_Challenge a:_ In the commentary on Abraham buying a burial place, how much silver did Abraham weigh out for Ephron?
=== Text to read ===
What is that between you and me? This is something you say to someone who has been a friend for a long time. He’s saying, “Four hundred shekels of silver is nothing compared to our friendship. Just take it. It’s yours. Bury your dead.”

An Agreement Is Reached

Abraham agreed with Ephron; and Abraham weighed out for Ephron the silver that he had named in the hearing of the Hittites, four hundred shekels of silver, according to the weights current among the merchants.

(Gen 23:16 NRS)

Abraham agreed, lit. heard. Cf. vv. 6, 11, 13; Translation Notes. Ephron was willing to give him the land for free, but Abraham still insisted on paying. This reminds me of the time when King David wanted to secure the Ark of the Covenant on Mount Zion. A man named Araunah was keeping it on his threshing floor. David wanted to buy the land to build an altar to the LORD and make burnt offerings there, before taking the Ark to the place God had chosen. Araunah recognized how important this was not just to David but to the whole nation. He offered his threshing floor to David for free, like Ephron did for Abraham. But David said,

“No, but I will buy them from you for a price; I will not offer burnt offerings to the LORD my God that cost me nothing.”

(2Sa 24:24 NRS)

I think Abraham felt the same way. He had been married to Sarah for a hundred years, maybe a little more, and he did not want to bury her in a place that cost him nothing.

So the field of Ephron in Machpelah, which was to the east of Mamre, the field with the cave that was in it and all the trees that were in the field, throughout its whole area, passed to Abraham as a possession in the presence of the Hittites, in the presence of all who went in at the gate of his city.

After this, Abraham buried Sarah his wife in the cave of the field of Machpelah facing Mamre (that is, Hebron) in the land of Canaan. The field and the cave that is in it passed from the Hittites into Abraham’s possession as a burying place.

(Gen 23:17-20 NRS)

 Abraham has secured a burying place for his wife and himself. He will later be buried in the same cave (Gen 25:9-10; 49:29-32). And he got more than just the cave. He got the trees in the field too. In the last post, I talked about Abraham planting a tree. Here, he and Sarah wanted to claim a burial plot with trees around them. I bet they appreciated trees more than most people today, considering they spent a lot of time in the desert. Trees gave beauty, shade, and sign of life in the land.

For Writers: Humanizing Your Heroes

This scene is great for humanizing Abraham. We see him grieving the death of his wife. He knows exactly where he wants to bury her. The text doesn’t say Sarah requested this, but it’s not hard to imagine she did. We see his friendly relations with the people of Kiriath-arba. Though Abraham is a stranger and an alien among the Sons of Heth, they regard him as “a mighty prince among us.”

The text says, “He rose up from beside his dead” (23:3). He is still keeping her corpse. I see no indication how long this is, but he goes straight from a vigil beside her corpse to the sons of Heth. He says he wants this place to bury Sarah “so that I may bury my dead out of my sight” (23:4). Do you feel the pain in that? I sure do.
=== Records ===
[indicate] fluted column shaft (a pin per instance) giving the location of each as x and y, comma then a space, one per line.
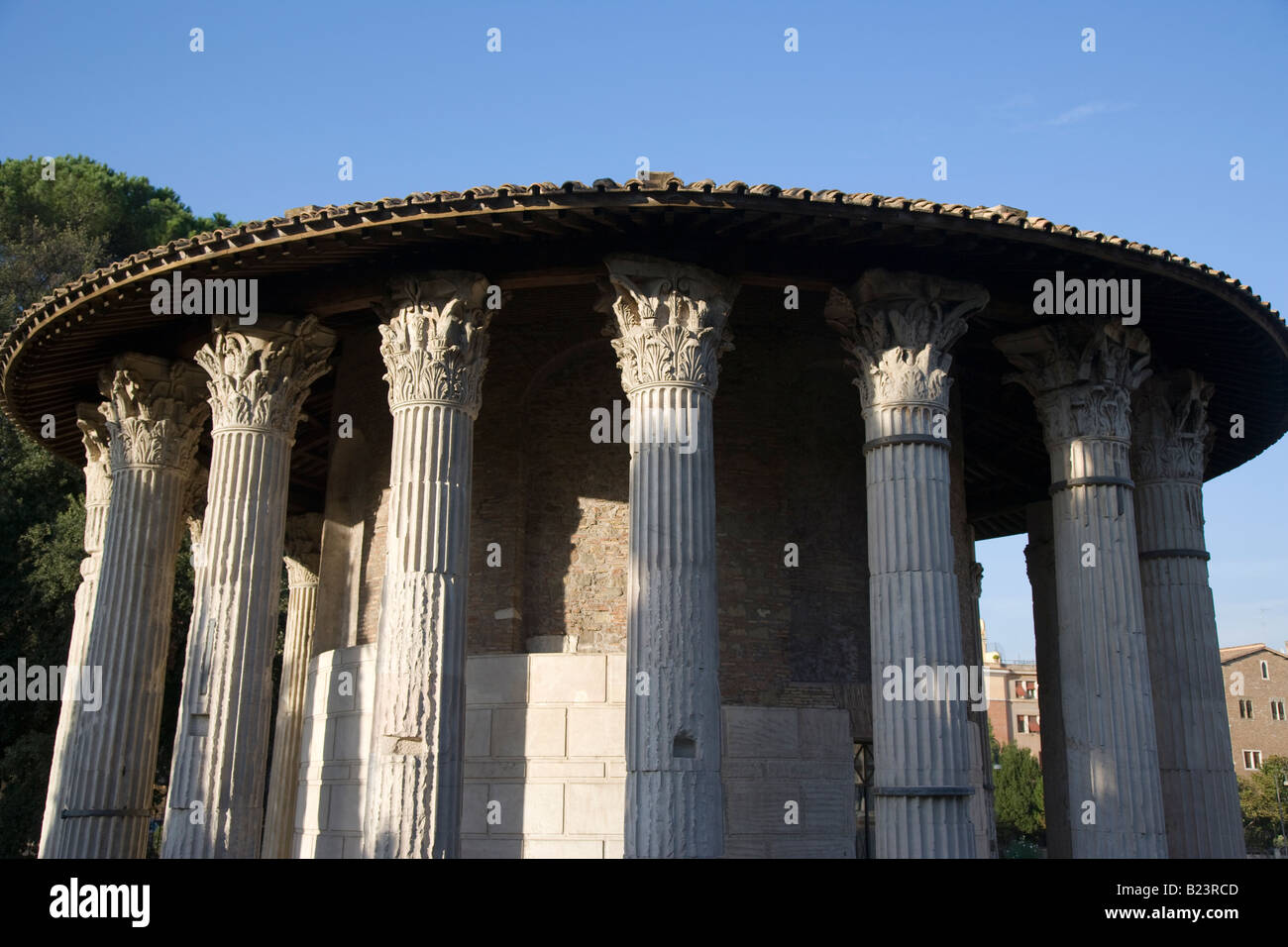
301, 571
436, 354
154, 418
1082, 376
1039, 566
258, 380
1201, 792
98, 488
669, 321
900, 328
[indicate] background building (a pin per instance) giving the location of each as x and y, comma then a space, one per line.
1254, 702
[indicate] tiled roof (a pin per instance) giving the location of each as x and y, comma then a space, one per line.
314, 219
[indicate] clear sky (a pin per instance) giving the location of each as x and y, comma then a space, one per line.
1134, 138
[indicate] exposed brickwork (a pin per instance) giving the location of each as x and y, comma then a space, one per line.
787, 471
1262, 732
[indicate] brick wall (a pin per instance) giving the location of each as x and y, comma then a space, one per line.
545, 768
1262, 732
787, 471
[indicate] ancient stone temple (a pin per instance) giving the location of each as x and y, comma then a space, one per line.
639, 521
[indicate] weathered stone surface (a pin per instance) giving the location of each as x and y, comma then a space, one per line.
670, 329
1201, 792
303, 543
900, 326
154, 415
259, 376
436, 354
98, 491
1081, 376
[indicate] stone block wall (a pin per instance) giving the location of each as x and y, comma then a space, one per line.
545, 770
789, 779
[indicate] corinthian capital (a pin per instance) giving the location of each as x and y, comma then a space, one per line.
154, 412
900, 328
669, 321
1081, 375
303, 548
261, 375
1171, 436
98, 455
434, 341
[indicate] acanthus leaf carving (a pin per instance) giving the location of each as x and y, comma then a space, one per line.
154, 412
259, 376
668, 321
1171, 434
434, 339
1081, 376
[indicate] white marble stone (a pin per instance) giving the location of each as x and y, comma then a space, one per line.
1201, 792
258, 379
98, 489
900, 328
303, 547
436, 354
1081, 375
670, 330
154, 414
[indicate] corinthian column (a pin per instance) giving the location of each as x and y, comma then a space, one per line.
670, 324
259, 377
154, 415
1081, 375
900, 328
1201, 793
98, 489
434, 346
303, 551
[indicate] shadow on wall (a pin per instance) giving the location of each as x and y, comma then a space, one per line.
578, 513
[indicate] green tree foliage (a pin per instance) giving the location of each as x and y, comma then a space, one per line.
127, 214
1261, 810
1018, 796
51, 232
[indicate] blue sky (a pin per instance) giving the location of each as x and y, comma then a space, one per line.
1133, 140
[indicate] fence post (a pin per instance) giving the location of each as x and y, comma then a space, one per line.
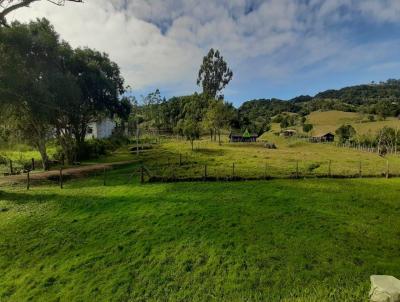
387, 169
61, 179
265, 171
329, 168
28, 184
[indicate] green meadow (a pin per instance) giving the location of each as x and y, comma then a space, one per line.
===
_Challenge b:_ How many lines of the entries contain the word "stone"? Give only the number.

_Exercise solution a:_ Four hundred shekels of silver

_Exercise solution b:_ 4